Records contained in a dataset
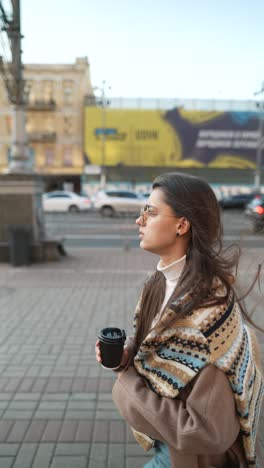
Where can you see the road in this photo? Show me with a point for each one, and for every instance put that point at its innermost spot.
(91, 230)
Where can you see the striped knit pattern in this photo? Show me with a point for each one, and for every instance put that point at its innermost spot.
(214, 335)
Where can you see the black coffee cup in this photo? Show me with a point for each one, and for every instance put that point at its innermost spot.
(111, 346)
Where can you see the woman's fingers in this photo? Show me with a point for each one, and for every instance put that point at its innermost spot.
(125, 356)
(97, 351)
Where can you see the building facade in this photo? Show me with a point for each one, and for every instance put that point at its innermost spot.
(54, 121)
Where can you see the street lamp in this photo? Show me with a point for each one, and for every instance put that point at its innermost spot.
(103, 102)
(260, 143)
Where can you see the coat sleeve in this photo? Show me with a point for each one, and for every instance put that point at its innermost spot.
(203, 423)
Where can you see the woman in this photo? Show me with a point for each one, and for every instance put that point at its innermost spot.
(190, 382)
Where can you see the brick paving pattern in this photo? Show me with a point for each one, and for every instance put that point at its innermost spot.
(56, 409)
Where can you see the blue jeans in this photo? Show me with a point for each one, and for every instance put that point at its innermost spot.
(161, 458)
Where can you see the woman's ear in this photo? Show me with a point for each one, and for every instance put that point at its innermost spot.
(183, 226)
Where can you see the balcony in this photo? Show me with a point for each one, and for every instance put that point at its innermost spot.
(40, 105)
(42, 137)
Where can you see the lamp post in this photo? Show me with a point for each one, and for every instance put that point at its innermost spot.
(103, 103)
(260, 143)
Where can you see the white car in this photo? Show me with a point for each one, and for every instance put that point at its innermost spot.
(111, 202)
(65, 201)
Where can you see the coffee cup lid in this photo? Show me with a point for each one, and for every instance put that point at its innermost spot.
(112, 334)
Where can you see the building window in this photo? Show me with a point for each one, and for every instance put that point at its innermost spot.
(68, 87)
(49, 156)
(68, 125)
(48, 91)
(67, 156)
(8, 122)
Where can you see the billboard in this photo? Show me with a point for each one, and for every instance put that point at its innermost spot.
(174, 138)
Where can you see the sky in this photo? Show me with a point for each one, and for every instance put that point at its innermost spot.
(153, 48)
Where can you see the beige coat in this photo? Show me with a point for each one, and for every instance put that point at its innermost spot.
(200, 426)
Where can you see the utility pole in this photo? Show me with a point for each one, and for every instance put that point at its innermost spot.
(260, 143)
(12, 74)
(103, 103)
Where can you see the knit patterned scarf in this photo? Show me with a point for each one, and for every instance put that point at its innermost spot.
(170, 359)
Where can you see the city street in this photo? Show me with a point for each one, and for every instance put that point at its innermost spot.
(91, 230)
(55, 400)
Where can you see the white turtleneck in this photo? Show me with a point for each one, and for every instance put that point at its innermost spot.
...
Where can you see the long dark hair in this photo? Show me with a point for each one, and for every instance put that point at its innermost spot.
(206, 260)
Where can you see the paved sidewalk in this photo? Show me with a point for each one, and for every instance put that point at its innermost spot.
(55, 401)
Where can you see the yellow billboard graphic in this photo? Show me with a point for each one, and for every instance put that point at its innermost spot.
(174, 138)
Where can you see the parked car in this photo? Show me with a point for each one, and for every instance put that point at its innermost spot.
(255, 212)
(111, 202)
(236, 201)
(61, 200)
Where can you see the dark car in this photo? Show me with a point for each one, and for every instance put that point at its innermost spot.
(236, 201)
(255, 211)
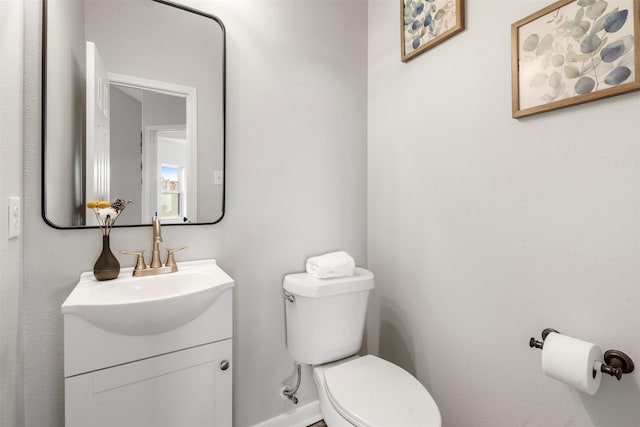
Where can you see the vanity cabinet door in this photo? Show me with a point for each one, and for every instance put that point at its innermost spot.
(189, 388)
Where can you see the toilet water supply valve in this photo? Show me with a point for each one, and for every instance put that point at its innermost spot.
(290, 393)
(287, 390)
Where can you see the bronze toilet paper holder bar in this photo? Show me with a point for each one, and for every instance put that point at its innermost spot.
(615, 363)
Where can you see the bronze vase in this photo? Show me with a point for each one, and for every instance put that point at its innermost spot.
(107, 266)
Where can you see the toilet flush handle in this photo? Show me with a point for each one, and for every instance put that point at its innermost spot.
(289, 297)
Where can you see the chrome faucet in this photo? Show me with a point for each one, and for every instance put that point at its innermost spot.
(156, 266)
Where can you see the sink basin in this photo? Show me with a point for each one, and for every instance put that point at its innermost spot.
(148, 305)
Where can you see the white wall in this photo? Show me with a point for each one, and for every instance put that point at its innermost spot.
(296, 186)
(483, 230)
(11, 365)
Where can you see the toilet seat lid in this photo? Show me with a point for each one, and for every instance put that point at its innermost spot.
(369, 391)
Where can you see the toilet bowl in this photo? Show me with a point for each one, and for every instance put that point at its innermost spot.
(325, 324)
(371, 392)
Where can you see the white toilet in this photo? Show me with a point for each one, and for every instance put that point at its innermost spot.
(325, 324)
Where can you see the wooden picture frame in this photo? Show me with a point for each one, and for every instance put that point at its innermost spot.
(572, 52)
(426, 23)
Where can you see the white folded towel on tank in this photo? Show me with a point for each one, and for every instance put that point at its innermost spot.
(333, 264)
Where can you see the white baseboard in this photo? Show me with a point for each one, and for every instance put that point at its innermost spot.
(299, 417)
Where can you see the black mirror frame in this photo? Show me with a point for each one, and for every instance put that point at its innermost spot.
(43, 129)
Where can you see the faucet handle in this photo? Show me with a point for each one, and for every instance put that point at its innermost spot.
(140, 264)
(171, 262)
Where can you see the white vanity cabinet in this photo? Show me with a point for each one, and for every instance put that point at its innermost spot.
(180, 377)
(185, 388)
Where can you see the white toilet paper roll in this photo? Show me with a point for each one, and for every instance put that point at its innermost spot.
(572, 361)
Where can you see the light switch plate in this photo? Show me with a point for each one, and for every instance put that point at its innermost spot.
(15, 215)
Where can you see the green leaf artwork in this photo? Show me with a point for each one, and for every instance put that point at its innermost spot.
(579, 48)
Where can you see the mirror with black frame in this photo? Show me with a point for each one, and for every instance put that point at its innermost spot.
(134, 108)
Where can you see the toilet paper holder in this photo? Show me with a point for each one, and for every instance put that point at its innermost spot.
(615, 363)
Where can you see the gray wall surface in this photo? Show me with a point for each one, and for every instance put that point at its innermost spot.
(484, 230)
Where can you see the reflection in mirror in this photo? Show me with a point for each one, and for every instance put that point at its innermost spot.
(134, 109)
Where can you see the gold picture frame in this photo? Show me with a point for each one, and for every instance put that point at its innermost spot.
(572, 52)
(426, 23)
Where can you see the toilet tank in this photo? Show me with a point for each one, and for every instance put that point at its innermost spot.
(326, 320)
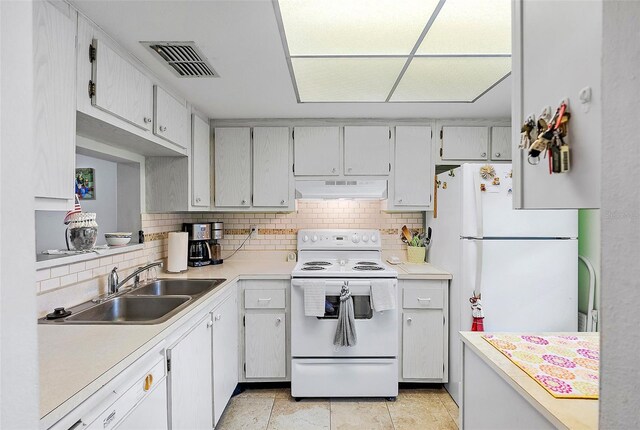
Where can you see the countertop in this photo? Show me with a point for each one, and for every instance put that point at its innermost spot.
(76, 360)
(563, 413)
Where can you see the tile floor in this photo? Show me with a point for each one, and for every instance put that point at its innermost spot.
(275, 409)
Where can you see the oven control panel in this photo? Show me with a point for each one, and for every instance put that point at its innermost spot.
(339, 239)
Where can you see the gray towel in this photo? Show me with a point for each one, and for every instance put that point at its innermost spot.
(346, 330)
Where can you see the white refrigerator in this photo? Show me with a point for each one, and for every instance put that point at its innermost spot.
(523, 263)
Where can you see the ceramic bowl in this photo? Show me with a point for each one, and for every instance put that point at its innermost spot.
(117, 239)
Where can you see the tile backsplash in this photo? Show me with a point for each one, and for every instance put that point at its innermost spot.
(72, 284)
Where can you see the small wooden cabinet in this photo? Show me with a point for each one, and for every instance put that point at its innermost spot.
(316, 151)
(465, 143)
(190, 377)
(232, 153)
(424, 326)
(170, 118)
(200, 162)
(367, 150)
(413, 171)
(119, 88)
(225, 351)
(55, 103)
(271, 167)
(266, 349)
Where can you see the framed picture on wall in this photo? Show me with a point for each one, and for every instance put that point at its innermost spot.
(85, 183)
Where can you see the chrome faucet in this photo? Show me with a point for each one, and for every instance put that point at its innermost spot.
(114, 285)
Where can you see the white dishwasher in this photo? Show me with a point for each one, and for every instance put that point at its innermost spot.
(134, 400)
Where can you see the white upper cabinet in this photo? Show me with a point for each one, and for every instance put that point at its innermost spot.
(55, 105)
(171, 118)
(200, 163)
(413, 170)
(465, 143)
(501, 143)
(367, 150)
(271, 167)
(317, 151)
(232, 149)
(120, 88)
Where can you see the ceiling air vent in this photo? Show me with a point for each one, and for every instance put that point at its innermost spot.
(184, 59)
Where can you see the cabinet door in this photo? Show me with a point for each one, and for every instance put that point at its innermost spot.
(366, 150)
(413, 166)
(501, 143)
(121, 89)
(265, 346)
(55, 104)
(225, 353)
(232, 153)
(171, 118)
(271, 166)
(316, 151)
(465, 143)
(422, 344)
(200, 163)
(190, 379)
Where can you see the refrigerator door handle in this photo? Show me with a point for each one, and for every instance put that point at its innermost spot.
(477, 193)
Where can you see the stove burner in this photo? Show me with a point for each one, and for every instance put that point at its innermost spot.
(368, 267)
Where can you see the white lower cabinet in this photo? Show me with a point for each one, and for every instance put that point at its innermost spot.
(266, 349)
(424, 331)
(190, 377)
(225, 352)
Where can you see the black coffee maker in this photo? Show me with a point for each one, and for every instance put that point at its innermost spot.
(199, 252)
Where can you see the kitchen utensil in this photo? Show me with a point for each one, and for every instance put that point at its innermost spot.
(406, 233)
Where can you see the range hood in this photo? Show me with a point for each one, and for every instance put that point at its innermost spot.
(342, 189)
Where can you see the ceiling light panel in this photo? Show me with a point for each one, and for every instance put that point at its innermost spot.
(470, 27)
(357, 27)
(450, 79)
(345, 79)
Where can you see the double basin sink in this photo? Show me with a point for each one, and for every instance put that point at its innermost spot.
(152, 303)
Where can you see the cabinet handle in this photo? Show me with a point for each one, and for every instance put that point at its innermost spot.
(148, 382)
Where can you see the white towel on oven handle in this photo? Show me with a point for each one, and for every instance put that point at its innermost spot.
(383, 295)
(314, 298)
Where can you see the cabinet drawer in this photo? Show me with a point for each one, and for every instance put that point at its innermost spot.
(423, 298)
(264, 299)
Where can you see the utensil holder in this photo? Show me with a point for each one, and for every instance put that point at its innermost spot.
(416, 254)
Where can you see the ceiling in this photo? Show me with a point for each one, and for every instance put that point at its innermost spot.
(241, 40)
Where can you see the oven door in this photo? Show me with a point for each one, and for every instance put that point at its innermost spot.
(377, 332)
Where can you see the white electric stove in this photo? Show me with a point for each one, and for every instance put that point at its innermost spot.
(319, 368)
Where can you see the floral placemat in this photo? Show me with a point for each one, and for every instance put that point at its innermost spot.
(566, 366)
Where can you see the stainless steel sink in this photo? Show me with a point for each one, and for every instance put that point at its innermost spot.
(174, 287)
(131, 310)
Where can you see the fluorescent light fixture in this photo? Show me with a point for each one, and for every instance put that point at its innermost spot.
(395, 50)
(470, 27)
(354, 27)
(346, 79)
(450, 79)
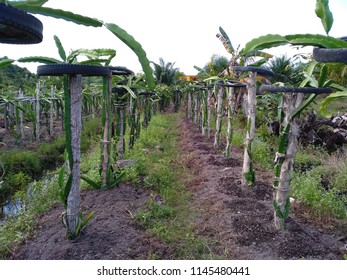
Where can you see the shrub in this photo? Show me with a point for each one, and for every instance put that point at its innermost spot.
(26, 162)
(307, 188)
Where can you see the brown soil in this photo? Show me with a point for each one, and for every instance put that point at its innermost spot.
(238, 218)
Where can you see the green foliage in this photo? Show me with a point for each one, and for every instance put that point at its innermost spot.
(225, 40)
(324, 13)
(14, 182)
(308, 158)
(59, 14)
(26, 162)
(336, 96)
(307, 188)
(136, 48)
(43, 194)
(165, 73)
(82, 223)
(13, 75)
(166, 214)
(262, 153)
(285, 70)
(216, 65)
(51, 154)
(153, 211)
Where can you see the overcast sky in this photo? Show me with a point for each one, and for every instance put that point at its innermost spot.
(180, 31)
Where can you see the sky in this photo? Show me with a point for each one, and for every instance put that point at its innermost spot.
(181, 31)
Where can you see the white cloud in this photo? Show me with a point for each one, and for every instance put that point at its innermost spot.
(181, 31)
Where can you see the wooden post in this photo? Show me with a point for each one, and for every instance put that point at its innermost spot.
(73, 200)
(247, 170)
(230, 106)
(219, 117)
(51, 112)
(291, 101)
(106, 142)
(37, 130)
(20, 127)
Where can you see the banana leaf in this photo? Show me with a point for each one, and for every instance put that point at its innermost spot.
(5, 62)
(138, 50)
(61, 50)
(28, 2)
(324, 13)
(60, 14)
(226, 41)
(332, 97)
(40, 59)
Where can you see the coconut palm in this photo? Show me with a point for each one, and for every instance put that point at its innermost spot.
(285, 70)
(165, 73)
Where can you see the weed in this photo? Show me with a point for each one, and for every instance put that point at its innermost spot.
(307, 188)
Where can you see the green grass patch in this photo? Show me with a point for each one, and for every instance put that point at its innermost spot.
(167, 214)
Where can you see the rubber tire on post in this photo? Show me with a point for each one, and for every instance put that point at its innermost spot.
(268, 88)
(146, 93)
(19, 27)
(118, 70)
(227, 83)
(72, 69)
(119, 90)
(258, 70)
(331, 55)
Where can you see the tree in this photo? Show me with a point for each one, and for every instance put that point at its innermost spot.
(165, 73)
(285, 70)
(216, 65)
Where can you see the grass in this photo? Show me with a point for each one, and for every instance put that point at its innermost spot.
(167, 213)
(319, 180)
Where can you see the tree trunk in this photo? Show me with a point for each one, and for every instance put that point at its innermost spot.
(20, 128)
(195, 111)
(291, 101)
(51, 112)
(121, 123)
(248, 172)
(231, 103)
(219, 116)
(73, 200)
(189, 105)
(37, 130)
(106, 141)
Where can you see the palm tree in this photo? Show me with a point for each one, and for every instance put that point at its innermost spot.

> _ACTION ITEM_: Look above for the line with "Where can you see the green grass" and the line with "Where can you see the palm". Write out those two lines and all the lines between them, exactly, and no others.

> _SOLUTION FOR THIS TASK_:
Where can you see the green grass patch in this photo? Show me with a point for each one, and for every instance put that point at its innermost spot.
(167, 214)
Where can you see the rubber tire on post in this photo? Show me with a point for each one, and for every instance put that point at its innermost spot.
(268, 88)
(146, 93)
(19, 27)
(118, 70)
(227, 83)
(72, 69)
(119, 90)
(258, 70)
(331, 55)
Where can you see the tree in this photo? Show me with a point for each one, and for every instance put that point at its innermost spot.
(165, 73)
(285, 70)
(216, 65)
Where can you see the grass in this photo? Show me with a point for each one, and for every instance put that point at its innermost spot.
(167, 213)
(319, 180)
Where can you see the tree trunk in this photo? Show me with a point for each one, and for every instance put that point at its innermost spot.
(20, 128)
(195, 111)
(291, 101)
(51, 112)
(121, 123)
(248, 172)
(231, 103)
(219, 116)
(73, 200)
(189, 105)
(37, 130)
(106, 141)
Where can you see the palm tree in this photo? Show me with a point for each one, and for every instance put that point at its innermost spot.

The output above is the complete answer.